◆ What this exercise asks
**1.** Decide whether each statement agrees with the forum thread on cast iron below. Answer yes or no for each and quote the deciding words. (a) Regular steel wool is described as harmful to seasoning. (b) Luftmensch's main skillet measures 30 cm. (c) Luftmensch was able to buy flaxseed oil at an ordinary grocery store.
**2.** From the forum thread on cast iron below, copy the passage starting with "Do you use a" and going on through "are interested in.".

◆ Extract to read
— START —

I dig this. I can see that this would work well. It's a bit pricey; any reason why, say, 00 or 000 steel wool wouldn't to the same job?


----------



## Mucho Bocho (Feb 3, 2019)

Guys forced seasoning as such BS. cook on it, crank up the heat and use the thing. Its will season all right. Just keep acidic foods out of it. Also the notion of grandmother passing down some knowledge of how to season it sounds like conjecture too. Why do things the easy way when you can do them the hard way right. Guess some people still believe the earth is flat. Rubbish


----------



## stringer (Feb 3, 2019)

Michi said:


> I dig this. I can see that this would work well. It's a bit pricey; any reason why, say, 00 or 000 steel wool wouldn't to the same job?



Regular steel scrubbers/ steel wool is much more aggressive. It will damage your seasoning. The chain mail is just aggressive enough to get the job done. I use it to clean stainless steel pots and pans too, but it really works great with cast iron. They are super sturdy. You can find them cheaper online too. I just didn't want to link to Amazon.


----------



## Michi (Feb 3, 2019)

stringer said:


> The chain mail is just aggressive enough to get the job done. I use it to clean stainless steel pots and pans too, but it really works great with cast iron.


Thank you for that, I'll add one to my arsenal!


----------



## Luftmensch (Feb 3, 2019)

podzap said:


> For a smaller skillet, this might hold true but not for the 30cm - with medium heat, even on a large burner, only the middle of this skillet will actually be hot. Put it on high and you will burn the stuff in the middle of the pan.



Yes and no... I guess it depends on your cook top and how you use your pan. My main skillet is 8" (~25cm). We have a 5" gas ring that will send flames up the side of the pan on the max setting. But there isn't much reason to apply that much heat. On lower settings... sure... there are hot spots (and like you say, you can use that to your advantage). But you dont have to place the hot spot in the same place every time you cook! If a part of my seasoning needs a touch up, i'll shift the pan so the hot spot is under that location and do whatever cooking i intended.



podzap said:


> It's other main use is making fried chicken and in that case, the deep oil will evenly heat the pan but no polymerization will occur.



Do you use a dutch ovens I wish I started using them earlier! Pretty handy for that sort of thing.




Luftmensch said:


> Like discussions about blade geometry, sharpening and polishing - cast iron fanatics optimise beyond what most people are interested in.



To add to this... like many things in life, it should also be clear that people form an opinion based on their preferences and what works for them!

For me... Flaxseed oil did not float my boat. It produced a lovely semi glossy finished. Then turned a deep black. Eventually it started to flake off. But here is the thing: even if it didn't flake off, it is a darned expensive oil! I am not so sure it leaves a better a surface than whatever cooking oil is closest at the time... So in my mind, why spend the extra money or go out of your way to find it (i could only find it in a pricey health food store)?


----------



## Luftmensch (Feb 3, 2019)

stringer said:


> So I've always used a straight bladed wooden spoon with a bit of canola (rapeseed) oil and a bit of Kosher salt to clean my cast iron. This is still my preferred method if there's a lot of sticky residue. However, I got a new Christmas present that has become my go to scrubber for daily maintenance. It's made of chain mail.

— END —

◆ Given material
— START —

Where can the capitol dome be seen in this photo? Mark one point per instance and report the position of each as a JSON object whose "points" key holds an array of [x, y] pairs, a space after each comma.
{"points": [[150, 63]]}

— END —

◆ Solutions to the exercise
**1.**
(a) Yes: "Regular steel scrubbers/ steel wool is much more aggressive. It will damage your seasoning."
(b) No: "My main skillet is 8" (~25cm)."
(c) No: "i could only find it in a pricey health food store"

**2.**
Do you use a dutch ovens I wish I started using them earlier! Pretty handy for that sort of thing.




Luftmensch said:


> Like discussions about blade geometry, sharpening and polishing - cast iron fanatics optimise beyond what most people are interested in.